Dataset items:
-------------------------

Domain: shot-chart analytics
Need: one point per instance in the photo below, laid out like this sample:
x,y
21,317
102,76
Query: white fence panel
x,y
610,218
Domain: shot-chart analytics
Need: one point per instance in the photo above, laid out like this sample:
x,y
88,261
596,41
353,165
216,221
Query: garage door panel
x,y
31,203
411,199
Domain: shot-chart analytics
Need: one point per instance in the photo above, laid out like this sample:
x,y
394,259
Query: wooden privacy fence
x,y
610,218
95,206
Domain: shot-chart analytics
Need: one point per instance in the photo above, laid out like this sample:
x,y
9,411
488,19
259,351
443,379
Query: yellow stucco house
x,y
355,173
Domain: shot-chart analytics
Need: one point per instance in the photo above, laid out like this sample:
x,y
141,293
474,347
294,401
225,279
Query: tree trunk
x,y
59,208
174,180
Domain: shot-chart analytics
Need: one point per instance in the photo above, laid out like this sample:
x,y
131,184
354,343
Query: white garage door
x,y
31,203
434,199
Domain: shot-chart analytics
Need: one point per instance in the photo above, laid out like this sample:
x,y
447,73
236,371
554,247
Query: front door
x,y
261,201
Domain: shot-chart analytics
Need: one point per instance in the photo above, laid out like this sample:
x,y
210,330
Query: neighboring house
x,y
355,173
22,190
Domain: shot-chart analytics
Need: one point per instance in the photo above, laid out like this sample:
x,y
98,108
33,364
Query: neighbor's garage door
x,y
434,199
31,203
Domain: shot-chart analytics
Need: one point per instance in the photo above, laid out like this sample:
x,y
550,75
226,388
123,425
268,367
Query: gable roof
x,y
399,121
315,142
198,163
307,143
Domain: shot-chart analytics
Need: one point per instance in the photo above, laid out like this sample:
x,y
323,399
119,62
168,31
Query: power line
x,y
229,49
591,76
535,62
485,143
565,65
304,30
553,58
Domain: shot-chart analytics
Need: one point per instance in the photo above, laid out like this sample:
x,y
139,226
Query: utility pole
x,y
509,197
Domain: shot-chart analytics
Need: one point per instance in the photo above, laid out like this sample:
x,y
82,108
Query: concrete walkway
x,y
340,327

-------------------------

▶ _WHAT YOU SHOULD DO_: The response should consist of all the entries, copied without any alteration.

▶ _REPLY_:
Domain: shot-chart analytics
Need: one point per instance in the photo below, laid out like this sample:
x,y
21,317
102,76
Query: white fence panel
x,y
610,218
Domain: shot-chart analytics
Need: one point per instance in the photo above, laid out like this sample:
x,y
88,261
596,41
353,165
216,221
Query: garage door panel
x,y
31,203
411,199
Domain: shot-chart analytics
Need: one point per instance in the photo above, laid out like this sample:
x,y
394,259
Query: wooden privacy fence
x,y
610,218
95,206
Domain: shot-chart analytics
Need: one point per instance in the photo above, laid out like this sample:
x,y
9,411
488,19
259,351
443,379
Query: yellow stucco house
x,y
355,173
Domain: shot-chart analytics
Need: one point per instance in the photo above, laid out like this sample:
x,y
141,293
474,347
294,401
225,279
Query: tree trunk
x,y
59,208
174,180
Domain: shot-chart analytics
Need: one point per instance in the photo above, laid out like this sample:
x,y
131,184
354,343
Query: white garage door
x,y
31,203
434,199
Domain: shot-chart analytics
Need: one point per instance in the photo above, laid out like this sample:
x,y
447,73
236,371
554,247
Query: front door
x,y
261,201
Domain: shot-chart analytics
Need: one point per instance in the photo above, laid out like this sample:
x,y
210,330
Query: neighboring house
x,y
355,173
22,190
Domain: shot-chart analytics
Need: one point per instance in the photo above, laid out like this sample:
x,y
98,108
33,364
Query: neighbor's garage door
x,y
434,199
31,203
Domain: shot-chart analytics
Need: one point per instance in the photo above, laid out like this sample:
x,y
550,75
226,388
123,425
268,367
Query: gable roof
x,y
399,121
315,142
198,163
307,143
Domain: shot-chart analytics
Need: one point per instance in the photo above, laid out like this sample:
x,y
323,399
119,62
168,31
Query: power line
x,y
229,49
591,76
535,62
485,143
565,65
304,30
553,58
Domain: shot-chart analytics
Need: one point per instance in the photo above, laid out like this sample:
x,y
139,226
Query: utility pole
x,y
509,197
Domain: shot-chart analytics
Need: one point per instance in the photo above, laid out like this sample:
x,y
82,108
Query: concrete walkway
x,y
340,327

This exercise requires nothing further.